◆ READING TEXT
Humans create rituals. It is what we do. Jumping into, or out of, any particular activity without some form of ritual feels wrong. At a hockey game we introduce the players and sing the national anthem. At graduation ceremonies we wear gowns, deliver moving speeches, give individual rewards, and have a group celebration. Faith communities provide grounding rituals for the most pivotal moments in our lives. Sometimes the comfort of ritual is all that gets someone through the night.

4. Peace

When I returned to church as an atheist adult, I did it for my daughter. I was shocked to discover there was something for me too. At the time I had a young baby, I worked full time and we had just moved to a new house. I was stressed. When I went to church each week, I left my baby in the care of the nursery workers and sat in the pew. I expected to sit and roll my eyes at everything the minister said. Instead each week he said something that made me think.  Each week he said things that surprised me, challenged me. Each week, at some point, I had tears in my eyes. That hour of peace fulfilled a need I didn’t even know I had.

3. Helping others

Faith communities pick up where social agencies drop off. The charitable donations and volunteer activities of members of all kinds of faith communities keep many aspects of our society afloat. Clothing donations, homework programs, soup kitchens, food banks, emergency assistance, global outreach. The charitable deeds amount to millions of volunteer hours and billions of dollars.

◆ SUPPLIED DATA
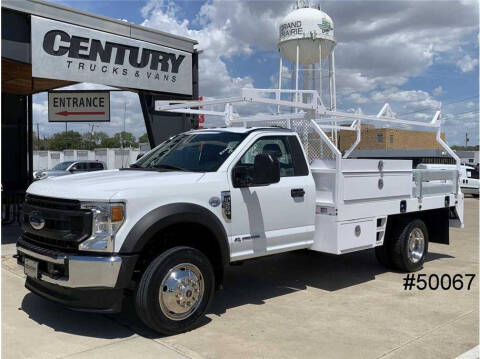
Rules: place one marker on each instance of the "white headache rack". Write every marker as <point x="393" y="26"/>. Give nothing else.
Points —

◆ TASK TO COMPLETE
Using the text on faith communities, answer these questions.
(a) What song is sung at a hockey game?
(b) In whose care did the writer leave the baby while sitting in the pew?
(c) What amounts do the charitable deeds add up to?

◆ WRITTEN RESPONSE
(a) The national anthem.
(b) The nursery workers.
(c) Millions of volunteer hours and billions of dollars.